MATERIAL TO PROCESS:
^^^^^^^^^^^^^^^^
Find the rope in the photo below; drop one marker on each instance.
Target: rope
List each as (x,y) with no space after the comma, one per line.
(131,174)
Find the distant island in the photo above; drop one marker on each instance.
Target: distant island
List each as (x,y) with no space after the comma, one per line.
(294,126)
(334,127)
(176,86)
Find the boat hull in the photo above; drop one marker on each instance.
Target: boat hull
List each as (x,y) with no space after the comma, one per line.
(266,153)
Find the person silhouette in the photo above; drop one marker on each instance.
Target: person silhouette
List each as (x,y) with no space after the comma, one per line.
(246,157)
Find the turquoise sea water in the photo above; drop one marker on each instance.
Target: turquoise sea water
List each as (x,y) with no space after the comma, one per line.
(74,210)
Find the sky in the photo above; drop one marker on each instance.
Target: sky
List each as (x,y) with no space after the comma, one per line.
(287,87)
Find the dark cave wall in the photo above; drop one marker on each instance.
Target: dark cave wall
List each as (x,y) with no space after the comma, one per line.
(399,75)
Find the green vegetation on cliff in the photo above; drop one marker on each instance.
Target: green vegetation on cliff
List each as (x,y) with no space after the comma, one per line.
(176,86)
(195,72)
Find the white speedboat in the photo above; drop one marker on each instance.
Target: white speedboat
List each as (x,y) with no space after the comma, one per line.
^^^^^^^^^^^^^^^^
INSTRUCTION:
Print all of the data exactly as it was given.

RIGHT ANSWER:
Find the rope in the photo below; drop one marker on each instance.
Target: rope
List each as (x,y) with no space after the comma, one per line.
(131,174)
Find the distant island in the photo above; drop one marker on each instance.
Target: distant island
List each as (x,y) with no space after the comma, one per line.
(294,126)
(334,127)
(176,86)
Find the boat hull in the photo above; drop one marker on each instance.
Target: boat hull
List each as (x,y) with no space after the comma, one per line.
(266,153)
Find the person silhouette in the photo above; drop one marker on each instance.
Target: person silhouette
List each as (x,y) with no space after the comma, one per line.
(246,157)
Find the turquoise sea water in the photo above; drop one marker on each instance.
Target: turquoise sea water
List each as (x,y) with no space after the comma, one per line.
(74,210)
Find the sky in the photo above; drop one marker on each instance.
Target: sky
List each as (x,y) with no space after the comma, one per line.
(287,87)
Find the dark cave wall in the photo above; drop one marker on each instance.
Target: dark cave wall
List each as (x,y) with no space after the comma, one per line.
(399,75)
Find the green vegetation on cliff in the photo above; drop one marker on each instance.
Target: green vegetation on cliff
List each as (x,y) with no space after the comma, one per line.
(176,86)
(195,72)
Find the white speedboat in the photo above; drop one marker on each instance.
Target: white speedboat
List each as (x,y) with no space after the comma, one per line.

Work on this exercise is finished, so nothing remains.